» **抜粋本文**:

□ □ □ □ □

古社への誘い 神社散策記

たまには静かなる社の空間に身をまかせ、心身共にリフレッシュしてみませんか・・・・

川原明戸諏訪神社

 川原明戸の「明戸」は旧来、「悪戸」と記された。「アクト」は「アクタ」から出た言葉で、上流から流出した土砂(芥:アクタ)が堆積した場所、川沿いの平地の意味。この土地が荒川の水害が度々起こり、湿地が広がり、耕地に適さず、江戸時代中期には、「悪戸」と記された
 地名辞典等によると、「悪戸」は、「アク」が、アクト・アクツ・アクタ・アクバ等に同類の意味があり、低湿地・耕作に適さない土地ということから、悪い土地の意味を持つようだ。この場合の悪い土地とは、作物の稔りが良くないということであろうが、この様な所は、動植物の憩うオアシスとなり、山林は保水涵養林となる。「アク」はこのように水をも指し、そして「アク」の語自体が、「アクア」(ラテン語、またヴェネツィア語、エミリア・ロマーニャ語、ロンバルド語)から来ており、「アカ」(閼伽)も宗教こそ違え、同じ意味を持っているという。古い時代に、西側の世界から日本へ入った言葉のひとつと考えられている。
 「悪」という言語は、総じてあまり良い意味には使われていないが、決して否定的な意味しかないわけではない。「悪」は「突出した」という意味合を持ち、剽悍さや力強さを表す言葉としても使用された。例えば、源義朝の長男・義平はその勇猛さから「悪源太」と、左大臣藤原頼長はその妥協を知らない性格から「悪左府」、鎌倉時代末期における悪党もその典型例であり、力の強い勢力という意味でもある。
 地名に使用された「悪」と水を意味する「アク」の言語が同様のいい方をするとはおもしろい取り合わせであろう
 神仏や自然に対する素朴な畏れや崇拝を我々の先祖は後世に残すため地名に記したモニュメントように思えてならない。
        
             ・所在地 埼玉県熊谷市川原明戸177
             ・ご祭神 建御名方命(推定)
             ・社 格 旧村社
             ・例祭等 不明
             *社格は「大里郡神社誌」を参照。
   地図 https://www.google.co.jp/maps/@36.1466143,139.3046361,16z?entry=ttu

 川原明戸諏訪神社は、国道140号秩父往還道を深谷市花園、寄居町方向に進み、「熊谷特別支援学校」の看板がある信号を左折する。秩父鉄道が並列するように通っているため、左折する際には一時停止は忘れずにお願いしたい。そのまま道なりに進むと変則的な十字路があるので、そのまま荒川河川敷方向に進む。左側に奈良用水が流れており、そのまま進むと右側方向に浄土宗明道寺が見え、その並びに川原明戸諏訪神社が鎮座している。
 明道寺の専用駐車場を利用して、参拝を行う。

□ □ □ □ □

» **入力レコード**:

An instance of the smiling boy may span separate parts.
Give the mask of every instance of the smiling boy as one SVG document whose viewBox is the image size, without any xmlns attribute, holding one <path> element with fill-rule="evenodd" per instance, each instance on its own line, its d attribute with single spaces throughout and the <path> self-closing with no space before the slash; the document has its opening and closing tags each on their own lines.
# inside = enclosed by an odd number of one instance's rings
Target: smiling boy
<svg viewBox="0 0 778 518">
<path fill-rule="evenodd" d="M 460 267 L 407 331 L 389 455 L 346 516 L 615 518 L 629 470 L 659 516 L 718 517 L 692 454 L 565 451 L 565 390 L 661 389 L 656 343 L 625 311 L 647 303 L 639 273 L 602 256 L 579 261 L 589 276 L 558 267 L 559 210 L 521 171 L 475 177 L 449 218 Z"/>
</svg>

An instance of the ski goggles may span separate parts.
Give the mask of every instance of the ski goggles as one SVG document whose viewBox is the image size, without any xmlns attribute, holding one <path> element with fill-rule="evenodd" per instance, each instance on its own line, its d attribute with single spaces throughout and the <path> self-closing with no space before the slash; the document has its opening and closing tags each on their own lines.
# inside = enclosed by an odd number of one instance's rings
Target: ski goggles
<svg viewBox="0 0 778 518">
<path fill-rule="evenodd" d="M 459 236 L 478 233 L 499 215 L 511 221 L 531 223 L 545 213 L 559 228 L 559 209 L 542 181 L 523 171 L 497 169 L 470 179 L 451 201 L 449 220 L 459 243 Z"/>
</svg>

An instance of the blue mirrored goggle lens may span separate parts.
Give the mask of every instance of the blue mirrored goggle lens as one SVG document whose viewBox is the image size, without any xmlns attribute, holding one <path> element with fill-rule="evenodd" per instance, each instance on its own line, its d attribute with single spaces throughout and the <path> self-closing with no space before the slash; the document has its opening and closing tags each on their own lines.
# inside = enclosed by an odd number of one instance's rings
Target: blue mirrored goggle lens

□ □ □ □ □

» **出題内容 1**: レコードの冒頭から「Give the mask of every instance of the smiling」を含む行まで(その行も含む)を、「smiling boy」を「grinning boy」に置き換えて書き出すこと。ほかの部分は一切変えない。
» **出題内容 2**: 神社散策記の抜粋を、最後の文の後から引き継いで書き進めてください。
神社散策記の抜粋とレコードは、互いに関係のない別々の資料である。

» **解答例 1**:
An instance of the grinning boy may span separate parts.
Give the mask of every instance of the grinning boy as one SVG document whose viewBox is the image size, without any xmlns attribute, holding one <path> element with fill-rule="evenodd" per instance, each instance on its own line, its d attribute with single spaces throughout and the <path> self-closing with no space before the slash; the document has its opening and closing tags each on their own lines.

» **解答例 2**:
        
                       川原明戸諏訪神社 道路を隔てた場所から撮影
      江戸時代での神仏習合の名残りがこの場所にはあるのではないかと感じた。
        
                     明道寺との境界に立っている社号標柱
 境内周辺は綺麗に手入れがされていて、雨の中での訪問となったが、気持ちよく参拝が行えた。
               
                     参 道
 
 鳥居(写真左)を越えてすぐ左側に手水舎がある(写真右)。この手水舎はこの規模の社では考えられない位の精巧な彫刻が施されている。
 
 川原明戸地区には、江戸時代宮大工家として「飯田家」が住居を構えていた。飯田仙之助・岩次郎をはじめとする川原明戸で技の鍛錬を極めた飯田家は、江戸時代中期の上州・花輪村の名彫刻師である石原吟八郎の流れを汲む宮大工家であり、諏訪神社本殿を含む各所に精巧な彫刻技術の遺産を目にすることができる。
*「熊谷市立江南文化財センター・大麻生のルーツを学ぶ」を参照
        
                                拝 殿
 明治時代中期に川原明戸地区の八幡社や頭殿神社などを合祀したもので、養蚕の盛んな地であった大麻生地区での信仰文化と関わりがある。諏訪神の使いである白蛇が蚕に危害を加える鼠を除けるという信仰と、機織に関わる「女諏訪様」の信仰である。諏訪様には男女があり、荒川を挟んだ旧江南町上新田の諏訪神社は男で猟をつかさどり、当社が女で機織を守るという対比が伝承されている。
*「熊谷市立江南文化財センター・大麻生のルーツを学ぶ」を参照
 
 
 川原明戸地区に在籍していた飯田家関連の人物は多数存在している。宮大工等の彫刻師に直接関与している人物のみならず、大工関連、また奉納関連の人物が、この狭い区域にこれだけの人物が幕末から明治時代前半という限られた時期に輩出していることに正直驚きを禁じ得ない。
押切村八幡社 安永七年棟札 棟梁飯田甚八清正
上州榛名神社 寛政十一年奉納 武州大里郡河原明戸村 飯田恒八
赤浜村八幡宮 文化十四年棟札 大工川原明戸村飯田和市
松山町箭弓稲荷社 天保六年棟札 棟梁大里郡河原明戸村飯田和泉藤原金軌・後見飯田和泉淀  
章・彫工飯田仙之助(此年六十七歳没)
瀬山村八幡社 天保十三年奉額 河原明戸村・飯田真次郎・飯田竹松・飯田勇吉・飯田忠吉・飯田岩次郎・飯田作兵衛
瀬山村諏訪社 安政六年水鉢 飯田作兵衛・飯田喜兵衛・飯田馬太郎・飯田善右衛門・飯田忠吉・飯田次兵衛・飯田平五郎・飯田与兵衛広鏡・飯田鷲太郎宗直・棟梁飯田和泉・彫物師飯田岩次郎
白川家門人帳 慶応元年 河原明戸村大工源太郎事・飯田和泉
長瀞宝登山神社 明治七年棟札 川原明戸村彫工飯田岩治郎
        
                             社殿左側に鎮座する天手長男神社
        
 社殿右側に鎮座する境内社。
額は二つ掛けられており、一つには「稲荷神社・八幡社・宇賀神社・天神社・御嶽神社」、もう一つには「頭殿神社」と書かれている。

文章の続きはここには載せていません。